### Selected excerpt
--- START ---
One of the greatest shocks to me when I arrived on campus my freshman year was the lack of a queer community. Sure, we had plenty of queer students, but everyone seemed to have sectioned themselves off with minimal crossover. People had formed groups in their departments based on mutual interests and shared classes, but there was no unified community that celebrated queer identity and invested in the well-being of fellow queer students. There had been a Queer Student Union on campus in the 2010’s but it struggled for a few years, lacking an active presence since before the pandemic – and 2020 seemed to bury it entirely. Put simply, there was no Queer Student Union(QSU).
For a university that has been on Campus Pride’s “Best of the Best” list for eleven years in a row, the lack of a QSU is shocking. When the QSU was active, it championed the founding of the Queer Resource Center (now the Social Justice and Equity Center). It hosted drag workshops, clothing swaps, and movie nights – but it also worked with off-campus businesses to help create opportunities and resources for students.
At a time when Southern Oregon University students have faced protesters on campus multiple times, and more than 500 anti-LGBTQ bills have been introduced across the nation, it is important to have a platform for queer students: to connect with one another and to build the future that supports the queer students at SOU.
Last Friday, students gathered to discuss a future for the QSU. Many of these students were interested in leadership positions and taking up responsibility for creating a community here on campus. In the short term, the QSU is trying to fill officer positions and generate interest. There are a few ideas being tossed around about events – terrarium building, clothing swaps, study groups, movie nights – but without more people, those ideas remain ideas.
--- END ---
### Supplied records
--- START ---
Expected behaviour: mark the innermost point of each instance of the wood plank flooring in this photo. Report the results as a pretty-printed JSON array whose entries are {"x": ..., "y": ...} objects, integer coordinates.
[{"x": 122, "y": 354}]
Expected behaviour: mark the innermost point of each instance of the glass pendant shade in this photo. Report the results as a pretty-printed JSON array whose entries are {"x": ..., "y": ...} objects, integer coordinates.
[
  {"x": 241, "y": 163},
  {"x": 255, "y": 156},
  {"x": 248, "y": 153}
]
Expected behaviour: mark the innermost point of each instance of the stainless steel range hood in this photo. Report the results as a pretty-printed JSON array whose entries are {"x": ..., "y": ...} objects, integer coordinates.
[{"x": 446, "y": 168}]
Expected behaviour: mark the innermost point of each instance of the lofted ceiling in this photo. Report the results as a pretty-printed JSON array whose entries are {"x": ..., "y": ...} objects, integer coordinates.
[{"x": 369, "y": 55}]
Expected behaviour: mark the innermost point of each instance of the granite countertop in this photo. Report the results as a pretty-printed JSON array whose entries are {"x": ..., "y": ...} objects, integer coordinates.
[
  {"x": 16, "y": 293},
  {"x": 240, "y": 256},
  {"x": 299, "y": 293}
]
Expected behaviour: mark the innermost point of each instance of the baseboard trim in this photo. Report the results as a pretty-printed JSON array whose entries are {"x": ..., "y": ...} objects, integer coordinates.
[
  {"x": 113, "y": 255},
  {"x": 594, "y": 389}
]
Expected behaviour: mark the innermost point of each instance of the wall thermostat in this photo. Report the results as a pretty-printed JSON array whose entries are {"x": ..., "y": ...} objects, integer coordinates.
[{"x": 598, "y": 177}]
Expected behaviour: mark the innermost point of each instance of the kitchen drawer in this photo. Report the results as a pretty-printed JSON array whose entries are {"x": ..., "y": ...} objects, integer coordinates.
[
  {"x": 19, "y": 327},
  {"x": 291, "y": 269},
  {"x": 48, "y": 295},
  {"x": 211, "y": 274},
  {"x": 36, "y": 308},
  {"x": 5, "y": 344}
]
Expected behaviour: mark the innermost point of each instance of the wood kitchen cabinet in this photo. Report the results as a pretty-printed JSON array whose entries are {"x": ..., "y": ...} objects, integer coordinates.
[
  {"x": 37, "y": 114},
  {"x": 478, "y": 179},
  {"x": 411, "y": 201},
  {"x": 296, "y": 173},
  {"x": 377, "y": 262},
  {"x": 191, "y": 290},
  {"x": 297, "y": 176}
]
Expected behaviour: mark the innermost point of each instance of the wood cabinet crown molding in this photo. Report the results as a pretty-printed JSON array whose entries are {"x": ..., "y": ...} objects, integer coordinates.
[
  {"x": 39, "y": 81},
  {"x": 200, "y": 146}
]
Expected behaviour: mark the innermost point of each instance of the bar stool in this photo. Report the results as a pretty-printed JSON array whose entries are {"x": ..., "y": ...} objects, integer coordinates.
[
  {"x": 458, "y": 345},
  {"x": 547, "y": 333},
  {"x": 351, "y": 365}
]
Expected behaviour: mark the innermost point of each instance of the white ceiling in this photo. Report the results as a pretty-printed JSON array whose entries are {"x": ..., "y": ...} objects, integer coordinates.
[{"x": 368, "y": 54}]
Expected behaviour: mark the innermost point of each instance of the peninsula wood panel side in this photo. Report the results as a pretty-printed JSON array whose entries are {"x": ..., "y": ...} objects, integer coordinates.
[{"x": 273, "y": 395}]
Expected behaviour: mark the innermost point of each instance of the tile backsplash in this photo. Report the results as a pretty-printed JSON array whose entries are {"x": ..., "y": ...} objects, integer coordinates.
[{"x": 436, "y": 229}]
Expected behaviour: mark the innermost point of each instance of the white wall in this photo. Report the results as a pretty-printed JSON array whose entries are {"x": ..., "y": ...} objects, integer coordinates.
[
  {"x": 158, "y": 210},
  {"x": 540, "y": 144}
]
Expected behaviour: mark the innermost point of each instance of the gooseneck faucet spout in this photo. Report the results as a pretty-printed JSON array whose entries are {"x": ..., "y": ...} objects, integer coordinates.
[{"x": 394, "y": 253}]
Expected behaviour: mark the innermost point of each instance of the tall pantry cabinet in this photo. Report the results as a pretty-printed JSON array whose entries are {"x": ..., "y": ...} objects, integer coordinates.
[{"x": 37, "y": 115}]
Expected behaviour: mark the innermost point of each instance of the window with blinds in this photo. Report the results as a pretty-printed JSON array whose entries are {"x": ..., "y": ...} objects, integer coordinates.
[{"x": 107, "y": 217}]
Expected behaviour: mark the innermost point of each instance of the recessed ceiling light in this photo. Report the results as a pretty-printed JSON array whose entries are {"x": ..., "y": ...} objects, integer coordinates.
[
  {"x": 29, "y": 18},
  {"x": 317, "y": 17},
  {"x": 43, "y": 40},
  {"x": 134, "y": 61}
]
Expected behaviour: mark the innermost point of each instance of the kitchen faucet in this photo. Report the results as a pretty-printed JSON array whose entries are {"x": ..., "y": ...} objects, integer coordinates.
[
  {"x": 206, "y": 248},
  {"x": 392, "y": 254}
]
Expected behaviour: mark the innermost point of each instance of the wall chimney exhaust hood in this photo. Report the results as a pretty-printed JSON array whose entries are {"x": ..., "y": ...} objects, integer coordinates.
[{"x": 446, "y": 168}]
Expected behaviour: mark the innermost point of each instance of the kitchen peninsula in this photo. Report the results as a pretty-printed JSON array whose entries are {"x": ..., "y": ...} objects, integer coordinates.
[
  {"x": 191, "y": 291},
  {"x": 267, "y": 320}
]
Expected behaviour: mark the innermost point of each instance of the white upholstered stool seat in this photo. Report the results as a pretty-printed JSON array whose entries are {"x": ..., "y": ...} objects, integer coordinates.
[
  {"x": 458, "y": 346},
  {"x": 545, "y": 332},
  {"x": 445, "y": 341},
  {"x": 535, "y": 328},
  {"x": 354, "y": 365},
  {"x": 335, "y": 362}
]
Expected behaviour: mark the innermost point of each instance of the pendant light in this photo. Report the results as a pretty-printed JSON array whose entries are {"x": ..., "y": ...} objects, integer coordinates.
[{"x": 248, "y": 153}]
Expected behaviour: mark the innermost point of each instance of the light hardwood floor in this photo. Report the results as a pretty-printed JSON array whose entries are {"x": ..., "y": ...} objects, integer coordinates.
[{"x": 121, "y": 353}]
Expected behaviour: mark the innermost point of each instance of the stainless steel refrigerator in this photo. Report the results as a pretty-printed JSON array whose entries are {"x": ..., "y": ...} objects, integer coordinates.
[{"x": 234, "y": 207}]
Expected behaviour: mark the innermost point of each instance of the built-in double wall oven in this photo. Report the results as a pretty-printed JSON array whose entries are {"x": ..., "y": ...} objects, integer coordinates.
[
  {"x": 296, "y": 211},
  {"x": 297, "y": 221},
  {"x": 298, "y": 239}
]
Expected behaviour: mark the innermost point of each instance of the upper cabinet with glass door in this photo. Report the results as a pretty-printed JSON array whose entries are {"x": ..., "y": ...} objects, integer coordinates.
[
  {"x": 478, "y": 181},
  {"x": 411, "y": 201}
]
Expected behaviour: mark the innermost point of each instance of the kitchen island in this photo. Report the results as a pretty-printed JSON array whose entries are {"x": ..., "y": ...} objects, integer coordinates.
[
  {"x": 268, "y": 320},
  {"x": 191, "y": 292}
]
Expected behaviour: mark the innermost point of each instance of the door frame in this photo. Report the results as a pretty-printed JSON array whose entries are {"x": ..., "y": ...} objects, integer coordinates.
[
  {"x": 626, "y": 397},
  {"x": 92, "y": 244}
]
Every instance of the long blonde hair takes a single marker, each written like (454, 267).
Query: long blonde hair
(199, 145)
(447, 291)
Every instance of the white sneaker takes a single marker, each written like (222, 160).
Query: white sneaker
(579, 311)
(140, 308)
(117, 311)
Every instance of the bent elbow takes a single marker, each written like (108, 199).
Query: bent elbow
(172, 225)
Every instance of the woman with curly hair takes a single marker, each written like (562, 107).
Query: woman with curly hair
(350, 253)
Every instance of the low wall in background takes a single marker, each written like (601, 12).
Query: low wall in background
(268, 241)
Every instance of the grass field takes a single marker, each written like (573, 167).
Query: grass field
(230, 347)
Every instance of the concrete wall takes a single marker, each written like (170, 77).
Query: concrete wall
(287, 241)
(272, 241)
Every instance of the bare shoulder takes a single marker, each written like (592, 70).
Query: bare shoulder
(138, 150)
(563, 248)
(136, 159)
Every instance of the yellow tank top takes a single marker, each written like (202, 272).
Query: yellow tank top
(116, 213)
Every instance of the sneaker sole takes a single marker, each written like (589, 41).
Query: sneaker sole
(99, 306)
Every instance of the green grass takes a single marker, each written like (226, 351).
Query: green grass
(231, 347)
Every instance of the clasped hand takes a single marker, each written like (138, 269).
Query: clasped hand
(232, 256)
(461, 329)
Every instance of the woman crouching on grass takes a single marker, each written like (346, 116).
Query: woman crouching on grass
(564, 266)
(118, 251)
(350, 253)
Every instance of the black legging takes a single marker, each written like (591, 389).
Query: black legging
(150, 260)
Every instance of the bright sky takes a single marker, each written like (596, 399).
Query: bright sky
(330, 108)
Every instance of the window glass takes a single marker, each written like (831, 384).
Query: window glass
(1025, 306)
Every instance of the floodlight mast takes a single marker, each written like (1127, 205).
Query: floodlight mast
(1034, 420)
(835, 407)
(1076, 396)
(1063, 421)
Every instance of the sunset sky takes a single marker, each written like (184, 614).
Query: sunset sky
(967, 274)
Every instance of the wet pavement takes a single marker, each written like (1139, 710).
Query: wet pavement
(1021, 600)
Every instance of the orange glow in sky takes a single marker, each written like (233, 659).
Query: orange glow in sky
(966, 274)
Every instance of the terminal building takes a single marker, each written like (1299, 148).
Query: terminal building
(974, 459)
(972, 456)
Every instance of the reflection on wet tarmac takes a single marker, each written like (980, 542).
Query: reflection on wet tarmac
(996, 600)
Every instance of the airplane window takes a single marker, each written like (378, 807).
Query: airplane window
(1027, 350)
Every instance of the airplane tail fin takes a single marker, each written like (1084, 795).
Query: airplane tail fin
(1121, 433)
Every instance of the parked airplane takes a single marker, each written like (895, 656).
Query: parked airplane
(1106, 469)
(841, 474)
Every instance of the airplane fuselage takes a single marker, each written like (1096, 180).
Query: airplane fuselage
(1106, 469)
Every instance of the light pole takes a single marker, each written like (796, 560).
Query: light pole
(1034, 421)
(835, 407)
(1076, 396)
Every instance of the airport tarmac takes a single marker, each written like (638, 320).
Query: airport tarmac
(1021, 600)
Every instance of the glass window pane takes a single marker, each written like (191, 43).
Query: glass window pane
--- END ---
### Your assignment
Answer these questions about the piece on the Queer Student Union:
1. For how many years in a row has the university been on Campus Pride's "Best of the Best" list?
2. What is the Queer Resource Center now called?
3. On what day did students gather to discuss a future for the QSU?

### Result
1. Eleven years.
2. The Social Justice and Equity Center.
3. Last Friday.